FRAGMENT DOKUMENTU »
◇ ◇ ◇ ◇
W gminnej strategii rozwoju wśród zadań jest m.in. ostateczne uporządkowanie do 2015 roku gospodarki wodno – ściekowej, w tym skanalizowanie pozostałej części miasta i paru miejscowości przyległych oraz odprowadzania ścieków z okolic jez. Długie. Poza obwodnicą, której sfinansowanie, jako drogi krajowej, nie obciąży gminy, pozostaje do wykonania wiele innych prac. Nadal 19% dróg w Strzelcach Krajeńskich jest tylko gruntowa. Strategia obejmuje równie z uzbrojenie terenów pod budownictwo jednorodzinne i inwestycje, doposażenie placówek oświatowych. W każdej miejscowości, w której go jeszcze nie ma, będzie przedszkole. Ponad 90% gminy na dostęp do Internetu, w tym wszystkie szkoły i świetlice wiejskie.
◇ ◇ ◇ ◇
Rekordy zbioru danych

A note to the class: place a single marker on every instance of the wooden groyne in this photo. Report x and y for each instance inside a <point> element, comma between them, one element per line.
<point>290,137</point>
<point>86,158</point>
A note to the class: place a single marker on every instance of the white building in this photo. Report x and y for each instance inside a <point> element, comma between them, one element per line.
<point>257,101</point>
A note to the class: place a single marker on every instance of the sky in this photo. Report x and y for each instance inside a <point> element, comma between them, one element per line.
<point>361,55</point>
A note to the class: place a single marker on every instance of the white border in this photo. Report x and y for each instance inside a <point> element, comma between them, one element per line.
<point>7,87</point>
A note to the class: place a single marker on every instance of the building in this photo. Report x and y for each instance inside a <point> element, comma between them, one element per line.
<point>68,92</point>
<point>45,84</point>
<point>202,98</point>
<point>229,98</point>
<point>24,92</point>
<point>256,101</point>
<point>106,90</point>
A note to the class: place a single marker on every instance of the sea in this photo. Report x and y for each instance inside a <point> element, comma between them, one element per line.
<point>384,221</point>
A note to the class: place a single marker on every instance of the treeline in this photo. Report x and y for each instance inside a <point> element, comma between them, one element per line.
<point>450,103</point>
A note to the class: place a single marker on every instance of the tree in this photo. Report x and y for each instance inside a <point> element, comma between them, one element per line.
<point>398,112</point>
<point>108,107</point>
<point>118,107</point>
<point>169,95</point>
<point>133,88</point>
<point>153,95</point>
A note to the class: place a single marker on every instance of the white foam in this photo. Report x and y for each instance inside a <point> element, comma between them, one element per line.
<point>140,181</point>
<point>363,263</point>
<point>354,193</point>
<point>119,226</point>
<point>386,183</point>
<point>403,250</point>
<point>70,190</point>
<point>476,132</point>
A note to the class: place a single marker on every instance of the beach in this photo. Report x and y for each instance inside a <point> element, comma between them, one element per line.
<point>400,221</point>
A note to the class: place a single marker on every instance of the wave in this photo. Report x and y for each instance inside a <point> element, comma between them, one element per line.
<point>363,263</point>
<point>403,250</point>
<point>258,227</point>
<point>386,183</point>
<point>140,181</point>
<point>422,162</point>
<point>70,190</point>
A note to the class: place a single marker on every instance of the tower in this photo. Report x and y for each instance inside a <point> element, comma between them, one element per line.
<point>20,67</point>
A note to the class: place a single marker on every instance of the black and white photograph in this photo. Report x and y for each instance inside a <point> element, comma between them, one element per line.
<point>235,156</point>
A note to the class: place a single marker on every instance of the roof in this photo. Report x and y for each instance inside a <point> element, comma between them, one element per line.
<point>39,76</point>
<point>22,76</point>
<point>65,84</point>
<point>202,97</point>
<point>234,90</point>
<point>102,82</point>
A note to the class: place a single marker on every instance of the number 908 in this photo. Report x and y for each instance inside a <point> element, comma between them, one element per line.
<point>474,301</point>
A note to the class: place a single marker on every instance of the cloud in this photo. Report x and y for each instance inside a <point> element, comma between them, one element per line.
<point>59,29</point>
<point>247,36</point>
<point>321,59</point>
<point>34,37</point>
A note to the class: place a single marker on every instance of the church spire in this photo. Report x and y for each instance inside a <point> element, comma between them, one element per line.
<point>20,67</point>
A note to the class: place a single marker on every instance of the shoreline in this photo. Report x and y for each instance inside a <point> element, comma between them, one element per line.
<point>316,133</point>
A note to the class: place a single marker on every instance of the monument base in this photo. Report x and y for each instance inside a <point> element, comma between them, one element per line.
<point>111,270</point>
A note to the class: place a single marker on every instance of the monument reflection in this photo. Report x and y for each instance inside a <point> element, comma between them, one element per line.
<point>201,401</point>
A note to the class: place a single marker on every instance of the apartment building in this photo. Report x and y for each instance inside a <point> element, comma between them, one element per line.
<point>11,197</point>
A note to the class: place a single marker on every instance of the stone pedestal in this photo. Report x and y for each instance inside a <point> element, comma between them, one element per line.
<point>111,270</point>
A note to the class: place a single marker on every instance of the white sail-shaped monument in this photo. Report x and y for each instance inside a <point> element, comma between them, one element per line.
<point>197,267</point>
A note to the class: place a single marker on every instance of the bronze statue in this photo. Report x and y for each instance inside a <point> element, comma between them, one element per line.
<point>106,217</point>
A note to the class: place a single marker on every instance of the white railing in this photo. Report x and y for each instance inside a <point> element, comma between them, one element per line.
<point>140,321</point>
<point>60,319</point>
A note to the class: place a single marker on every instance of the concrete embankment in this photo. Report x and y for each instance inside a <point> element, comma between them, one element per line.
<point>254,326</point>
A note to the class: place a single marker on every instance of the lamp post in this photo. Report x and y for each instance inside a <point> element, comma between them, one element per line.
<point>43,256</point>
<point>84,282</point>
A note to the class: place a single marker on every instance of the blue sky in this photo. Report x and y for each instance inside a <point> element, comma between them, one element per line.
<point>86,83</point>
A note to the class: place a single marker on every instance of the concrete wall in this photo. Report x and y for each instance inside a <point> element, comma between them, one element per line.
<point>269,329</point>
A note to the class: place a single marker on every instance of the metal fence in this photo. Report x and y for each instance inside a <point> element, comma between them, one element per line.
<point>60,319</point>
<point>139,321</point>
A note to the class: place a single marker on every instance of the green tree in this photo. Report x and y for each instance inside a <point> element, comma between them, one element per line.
◇ ◇ ◇ ◇
CO NALEŻY ZROBIĆ » Do którego roku, według tekstu o gminnej strategii rozwoju, ma zostać ostatecznie uporządkowana gospodarka wodno-ściekowa?

WYNIK ZADANIA » Do 2015 roku.